Give the entries again, precisely as they were written.
[DATA FOR THE TASK]
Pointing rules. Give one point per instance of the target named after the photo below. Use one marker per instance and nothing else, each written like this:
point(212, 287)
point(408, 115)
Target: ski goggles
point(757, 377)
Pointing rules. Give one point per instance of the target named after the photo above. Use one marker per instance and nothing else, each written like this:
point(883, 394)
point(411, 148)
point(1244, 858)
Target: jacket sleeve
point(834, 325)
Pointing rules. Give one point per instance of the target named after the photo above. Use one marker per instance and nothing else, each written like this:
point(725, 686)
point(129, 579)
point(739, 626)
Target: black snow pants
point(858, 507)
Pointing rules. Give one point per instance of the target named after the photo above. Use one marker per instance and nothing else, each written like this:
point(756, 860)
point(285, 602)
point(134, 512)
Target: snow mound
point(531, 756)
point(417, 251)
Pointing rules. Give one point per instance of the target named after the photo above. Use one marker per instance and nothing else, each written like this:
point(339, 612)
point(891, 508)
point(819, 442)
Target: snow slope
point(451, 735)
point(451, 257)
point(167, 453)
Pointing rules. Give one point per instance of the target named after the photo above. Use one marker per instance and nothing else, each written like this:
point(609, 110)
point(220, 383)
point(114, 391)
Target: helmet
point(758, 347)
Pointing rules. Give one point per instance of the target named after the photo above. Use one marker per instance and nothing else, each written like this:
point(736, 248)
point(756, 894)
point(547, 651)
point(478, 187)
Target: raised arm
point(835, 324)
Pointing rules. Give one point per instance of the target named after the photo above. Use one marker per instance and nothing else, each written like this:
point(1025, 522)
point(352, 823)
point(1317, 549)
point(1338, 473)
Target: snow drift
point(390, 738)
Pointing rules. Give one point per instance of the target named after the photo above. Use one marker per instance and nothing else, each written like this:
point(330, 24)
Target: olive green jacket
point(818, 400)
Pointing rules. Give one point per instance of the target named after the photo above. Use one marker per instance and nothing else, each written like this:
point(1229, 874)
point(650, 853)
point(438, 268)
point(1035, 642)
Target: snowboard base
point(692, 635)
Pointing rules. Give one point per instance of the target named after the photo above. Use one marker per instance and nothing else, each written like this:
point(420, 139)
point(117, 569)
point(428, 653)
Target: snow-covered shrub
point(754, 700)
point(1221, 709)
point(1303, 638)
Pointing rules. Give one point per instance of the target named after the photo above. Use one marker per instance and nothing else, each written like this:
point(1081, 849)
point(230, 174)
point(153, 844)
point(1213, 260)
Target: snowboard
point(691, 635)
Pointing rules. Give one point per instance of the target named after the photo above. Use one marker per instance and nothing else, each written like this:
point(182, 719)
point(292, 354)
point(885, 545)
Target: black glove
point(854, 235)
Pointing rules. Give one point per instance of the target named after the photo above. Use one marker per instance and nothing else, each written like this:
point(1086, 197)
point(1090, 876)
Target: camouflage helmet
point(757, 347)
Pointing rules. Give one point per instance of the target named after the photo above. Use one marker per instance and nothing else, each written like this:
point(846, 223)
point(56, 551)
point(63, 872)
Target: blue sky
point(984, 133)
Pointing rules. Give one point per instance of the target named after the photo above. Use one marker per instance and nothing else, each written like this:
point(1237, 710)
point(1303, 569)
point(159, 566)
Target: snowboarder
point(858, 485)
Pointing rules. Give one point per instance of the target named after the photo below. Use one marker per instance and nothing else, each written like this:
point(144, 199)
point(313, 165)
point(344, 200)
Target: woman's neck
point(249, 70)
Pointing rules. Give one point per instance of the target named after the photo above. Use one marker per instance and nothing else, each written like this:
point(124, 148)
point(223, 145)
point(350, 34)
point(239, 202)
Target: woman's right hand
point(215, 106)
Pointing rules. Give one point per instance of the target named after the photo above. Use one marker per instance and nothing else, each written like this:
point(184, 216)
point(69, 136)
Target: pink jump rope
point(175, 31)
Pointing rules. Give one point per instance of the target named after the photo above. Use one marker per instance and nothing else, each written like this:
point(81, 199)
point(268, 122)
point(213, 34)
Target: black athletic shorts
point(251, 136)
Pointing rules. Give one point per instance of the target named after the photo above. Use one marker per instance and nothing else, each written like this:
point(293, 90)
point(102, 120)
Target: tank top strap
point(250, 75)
[/DATA FOR THE TASK]
# [EXERCISE RESPONSE]
Pointing rules. Give one point per instance of the target named after the photo below. Use one marker per instance and nothing else, each written like this:
point(212, 287)
point(408, 115)
Target: ski goggles
point(757, 377)
Pointing rules. Give one point per instance of the target named after the photo above. Use one marker per instance and nothing else, each written like this:
point(883, 394)
point(411, 148)
point(1244, 858)
Target: jacket sleeve
point(834, 325)
Pointing rules. Give one point per instance of the target named after the photo above. Use one marker per instance and nothing else, each written like this:
point(725, 686)
point(129, 579)
point(739, 626)
Target: black snow pants
point(858, 507)
Pointing rules. Give one point per instance of the target named after the photo above. Use one marker per instance and nothing else, each written like this:
point(756, 860)
point(285, 602)
point(134, 512)
Target: snow mound
point(531, 756)
point(417, 251)
Pointing rules. Give one point per instance of the target named after the photo above. Use one marker per instance and nothing else, each written like this:
point(339, 612)
point(891, 508)
point(819, 442)
Target: snow slope
point(451, 735)
point(451, 257)
point(167, 453)
Pointing rules. Give one point per instance of the target named after the photo above. Use one marker per instance and nothing else, each written like this:
point(609, 110)
point(220, 383)
point(114, 391)
Target: helmet
point(758, 347)
Pointing rules. Give one point per instance of the target named after the photo above. Use one marker per instance and nothing else, each written like this:
point(736, 248)
point(756, 894)
point(547, 651)
point(478, 187)
Target: raised arm
point(835, 324)
Pointing rules. Give one point per instance of the target named after the photo above. Use one marker per instance and nothing else, each written like this:
point(1025, 522)
point(352, 823)
point(1317, 549)
point(1338, 473)
Target: snow drift
point(390, 738)
Pointing rules. Give one point per instance of the target named after the photo above. Use one marker per instance and nothing else, each written like this:
point(330, 24)
Target: olive green jacket
point(818, 400)
Pointing rules. Give one point per instance of the target named after the photo above. Use one marker per instance and nothing else, each written like this:
point(1229, 874)
point(650, 853)
point(438, 268)
point(1035, 642)
Target: snowboard base
point(692, 635)
Pointing rules. Give one point per instance of the target named after the photo above. Use one marker per instance and nothing else, each written like this:
point(420, 139)
point(117, 569)
point(428, 653)
Target: snow-covered shrub
point(754, 700)
point(1221, 709)
point(1303, 638)
Pointing rules. Give one point per instance of the target named after the photo above. Use one marker per instance and nothing else, each written like this:
point(1081, 849)
point(230, 174)
point(153, 844)
point(1213, 260)
Target: snowboard
point(691, 635)
Pointing rules. Give one point per instance of the target named after the photo above. Use one marker per instance and nothing else, each written like this:
point(182, 719)
point(292, 354)
point(885, 545)
Target: black glove
point(854, 235)
Pointing rules. Give one point per instance of the target named after the photo above. Use one marker per instance and nothing else, each written like this:
point(1086, 197)
point(1090, 876)
Target: camouflage helmet
point(757, 347)
Pointing rules. Give one point per instance of the target named after the photo above. Use one marker per instance and nothing else, each written like this:
point(846, 223)
point(56, 551)
point(63, 872)
Target: blue sky
point(984, 133)
Pointing rules. Give one point per instance of the target named after the photo above. Use one marker per instance and nothing else, each written like this:
point(1237, 710)
point(1303, 569)
point(159, 566)
Target: snowboarder
point(858, 485)
Pointing rules. Give one point per instance of the target named after the photo below. Use one marker per instance and nothing else, each written like this:
point(144, 199)
point(313, 165)
point(344, 200)
Target: woman's neck
point(249, 70)
Pointing rules. Give one point per instance of the target named after the photo above. Use one marker per instance and nothing else, each written like this:
point(124, 148)
point(223, 145)
point(350, 34)
point(239, 202)
Target: woman's right hand
point(215, 106)
Pointing rules. Give one point per instance of the target named after the photo above. Use one marker per instance and nothing else, each written like this:
point(184, 216)
point(69, 136)
Target: pink jump rope
point(175, 31)
Pointing rules. Give one point per instance of the target named after the photo above. Use one marker per instance and nothing else, each written like this:
point(81, 199)
point(268, 122)
point(213, 34)
Target: black athletic shorts
point(251, 136)
Pointing rules. Give one point per instance of the target named after the photo above. Use one marker per instance and nothing else, each written like this:
point(293, 90)
point(102, 120)
Target: tank top strap
point(250, 75)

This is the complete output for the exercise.